What is being asked
Please edit the records below, from the line holding "Pick out every instance of the beach" through the end, inclusive, by replacing "dark jacket" with "black jacket" and leaving everything else unchanged. Return only those lines.

Records for this exercise
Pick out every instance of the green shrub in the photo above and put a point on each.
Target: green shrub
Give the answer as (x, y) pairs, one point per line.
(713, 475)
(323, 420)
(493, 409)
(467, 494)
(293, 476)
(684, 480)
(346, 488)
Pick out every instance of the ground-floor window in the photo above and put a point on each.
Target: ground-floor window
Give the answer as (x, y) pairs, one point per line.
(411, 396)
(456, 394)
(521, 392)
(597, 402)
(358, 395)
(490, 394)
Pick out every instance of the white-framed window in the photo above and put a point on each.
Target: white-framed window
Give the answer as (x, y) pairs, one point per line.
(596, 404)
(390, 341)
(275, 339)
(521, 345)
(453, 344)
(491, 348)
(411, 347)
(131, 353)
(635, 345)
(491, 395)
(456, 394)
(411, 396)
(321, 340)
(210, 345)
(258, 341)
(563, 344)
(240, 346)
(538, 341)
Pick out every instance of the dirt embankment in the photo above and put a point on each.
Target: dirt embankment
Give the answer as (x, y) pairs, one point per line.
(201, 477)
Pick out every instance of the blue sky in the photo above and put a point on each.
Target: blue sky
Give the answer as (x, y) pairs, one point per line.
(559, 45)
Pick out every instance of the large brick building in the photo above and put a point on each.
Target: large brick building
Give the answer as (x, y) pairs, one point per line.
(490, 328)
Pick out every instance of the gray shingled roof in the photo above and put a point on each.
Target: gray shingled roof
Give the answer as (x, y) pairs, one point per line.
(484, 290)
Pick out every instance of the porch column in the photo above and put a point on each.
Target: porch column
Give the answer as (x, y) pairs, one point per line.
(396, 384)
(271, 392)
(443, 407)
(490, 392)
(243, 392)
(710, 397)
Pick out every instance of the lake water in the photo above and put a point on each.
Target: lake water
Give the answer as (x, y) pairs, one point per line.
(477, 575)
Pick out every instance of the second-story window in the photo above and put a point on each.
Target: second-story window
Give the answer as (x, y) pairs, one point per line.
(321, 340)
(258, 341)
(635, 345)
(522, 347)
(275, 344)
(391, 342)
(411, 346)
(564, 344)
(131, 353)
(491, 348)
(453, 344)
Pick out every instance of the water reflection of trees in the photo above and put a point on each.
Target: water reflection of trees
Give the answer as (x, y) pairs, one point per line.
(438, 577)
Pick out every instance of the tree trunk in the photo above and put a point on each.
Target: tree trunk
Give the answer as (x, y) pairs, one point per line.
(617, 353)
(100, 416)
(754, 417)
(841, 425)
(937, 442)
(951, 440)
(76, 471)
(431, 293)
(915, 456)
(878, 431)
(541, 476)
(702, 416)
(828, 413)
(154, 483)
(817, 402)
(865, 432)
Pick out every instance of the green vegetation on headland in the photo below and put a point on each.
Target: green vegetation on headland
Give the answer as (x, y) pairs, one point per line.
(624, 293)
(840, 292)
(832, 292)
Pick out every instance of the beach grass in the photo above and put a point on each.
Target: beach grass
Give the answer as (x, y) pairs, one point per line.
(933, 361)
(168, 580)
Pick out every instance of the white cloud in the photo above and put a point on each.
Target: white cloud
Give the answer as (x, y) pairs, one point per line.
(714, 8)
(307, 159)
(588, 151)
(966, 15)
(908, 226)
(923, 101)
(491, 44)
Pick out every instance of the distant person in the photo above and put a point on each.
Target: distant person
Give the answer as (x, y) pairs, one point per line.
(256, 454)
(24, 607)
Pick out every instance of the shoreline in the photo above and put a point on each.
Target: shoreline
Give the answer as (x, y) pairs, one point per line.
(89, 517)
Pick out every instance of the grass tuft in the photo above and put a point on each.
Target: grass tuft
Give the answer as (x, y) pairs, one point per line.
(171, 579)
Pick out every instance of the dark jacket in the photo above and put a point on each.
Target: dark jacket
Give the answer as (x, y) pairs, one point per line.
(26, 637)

Final result
Pick out every instance of the beach grass in the photo above and put a point on each.
Target: beach grass
Give the answer as (x, y) pairs, one point per line.
(933, 361)
(168, 580)
Pick out every instance of the white cloud in the photo above and put a point on each.
Target: white cloud
Give the answer as (x, y) pairs, one point per line.
(714, 8)
(307, 159)
(588, 151)
(966, 15)
(908, 226)
(923, 101)
(491, 44)
Pick out every instance of the distant person in the photo above and put a point on each.
Target: distant person
Give the answer as (x, y) pairs, one point per line.
(256, 454)
(24, 607)
Pick out every instance of the shoreline in the photo above and put a point on each.
Target: shoreline
Give the answer as (x, y) pairs, one point per line.
(89, 517)
Pick out every instance of the grass tuft in the photo above and put a point on each.
Target: grass tuft
Give the answer as (x, y) pairs, one point per line.
(171, 579)
Pick out every instance of the black jacket in the photo above and put a point on each.
Target: black jacket
Give the answer as (x, y) pairs, one point per line.
(26, 637)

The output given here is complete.